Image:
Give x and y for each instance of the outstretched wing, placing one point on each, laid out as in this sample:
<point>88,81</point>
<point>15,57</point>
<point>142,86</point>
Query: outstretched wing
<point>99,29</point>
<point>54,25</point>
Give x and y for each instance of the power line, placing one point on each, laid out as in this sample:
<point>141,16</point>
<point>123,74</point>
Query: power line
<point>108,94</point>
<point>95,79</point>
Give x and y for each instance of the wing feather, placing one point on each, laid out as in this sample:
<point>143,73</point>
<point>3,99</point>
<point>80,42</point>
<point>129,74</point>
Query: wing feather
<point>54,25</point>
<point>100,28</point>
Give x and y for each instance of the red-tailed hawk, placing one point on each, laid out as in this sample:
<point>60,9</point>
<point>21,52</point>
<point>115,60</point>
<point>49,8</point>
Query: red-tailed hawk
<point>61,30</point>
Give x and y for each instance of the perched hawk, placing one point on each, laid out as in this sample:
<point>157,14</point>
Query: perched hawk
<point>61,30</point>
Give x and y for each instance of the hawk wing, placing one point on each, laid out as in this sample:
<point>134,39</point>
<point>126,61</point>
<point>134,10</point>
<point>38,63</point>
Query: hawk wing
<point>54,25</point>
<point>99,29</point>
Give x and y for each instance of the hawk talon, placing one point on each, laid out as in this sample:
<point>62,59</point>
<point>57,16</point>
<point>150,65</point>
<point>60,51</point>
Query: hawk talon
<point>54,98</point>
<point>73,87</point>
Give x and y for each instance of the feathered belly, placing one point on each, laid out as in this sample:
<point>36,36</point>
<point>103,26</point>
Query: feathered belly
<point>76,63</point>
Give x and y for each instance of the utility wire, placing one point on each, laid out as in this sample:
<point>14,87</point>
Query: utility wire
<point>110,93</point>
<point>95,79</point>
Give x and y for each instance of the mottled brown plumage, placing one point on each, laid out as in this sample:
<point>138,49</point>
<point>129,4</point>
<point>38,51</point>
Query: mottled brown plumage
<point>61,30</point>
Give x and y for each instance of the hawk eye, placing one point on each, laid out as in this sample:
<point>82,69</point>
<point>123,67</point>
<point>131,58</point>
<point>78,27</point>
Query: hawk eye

• [What to produce]: Reproduce all of the records above verbatim, line for line, with no changes.

• [Answer to this task]:
Image:
Give x and y for each instance of the outstretched wing, placing one point on each, laid out as in this sample:
<point>88,81</point>
<point>15,57</point>
<point>142,86</point>
Query: outstretched wing
<point>99,29</point>
<point>54,25</point>
Give x and y for each instance of the power line, placing one point on each, laid out as in this sample:
<point>141,16</point>
<point>123,74</point>
Query: power line
<point>108,94</point>
<point>95,79</point>
Give x and y for each instance of the wing feather, placing one point on each, laid out as in this sample:
<point>143,73</point>
<point>3,99</point>
<point>80,42</point>
<point>129,74</point>
Query: wing feather
<point>54,25</point>
<point>100,28</point>
Give x and y for each instance of the red-tailed hawk, placing one point on each, laid out as in this sample:
<point>60,9</point>
<point>21,52</point>
<point>115,60</point>
<point>49,8</point>
Query: red-tailed hawk
<point>61,30</point>
Give x and y for each instance of the perched hawk, placing one point on each, laid out as in this sample:
<point>157,14</point>
Query: perched hawk
<point>61,30</point>
Give x and y for each instance of the hawk wing, placing one point on each, laid out as in this sample:
<point>134,39</point>
<point>126,61</point>
<point>134,10</point>
<point>38,63</point>
Query: hawk wing
<point>54,25</point>
<point>99,29</point>
Give x and y for each instance of the hawk talon, placing one point on each, laid out as in this sample:
<point>62,59</point>
<point>57,16</point>
<point>150,65</point>
<point>60,51</point>
Query: hawk talon
<point>54,98</point>
<point>73,87</point>
Give x and y for each instance of the feathered belly, placing one point on each, laid out as in this sample:
<point>36,36</point>
<point>103,26</point>
Query: feathered belly
<point>76,63</point>
Give x and y for each instance of the utility wire, placing one point on each, laid out as in this sample:
<point>14,87</point>
Query: utility wire
<point>110,93</point>
<point>95,79</point>
Give x and y for each instance of the mottled brown plumage, placing one point on each, laid out as in this sample:
<point>138,49</point>
<point>129,4</point>
<point>38,51</point>
Query: mottled brown plumage
<point>61,30</point>
Give x and y for each instance of the hawk eye, placing one point on each, laid out as in this sample:
<point>82,69</point>
<point>123,67</point>
<point>131,58</point>
<point>78,27</point>
Query: hawk eye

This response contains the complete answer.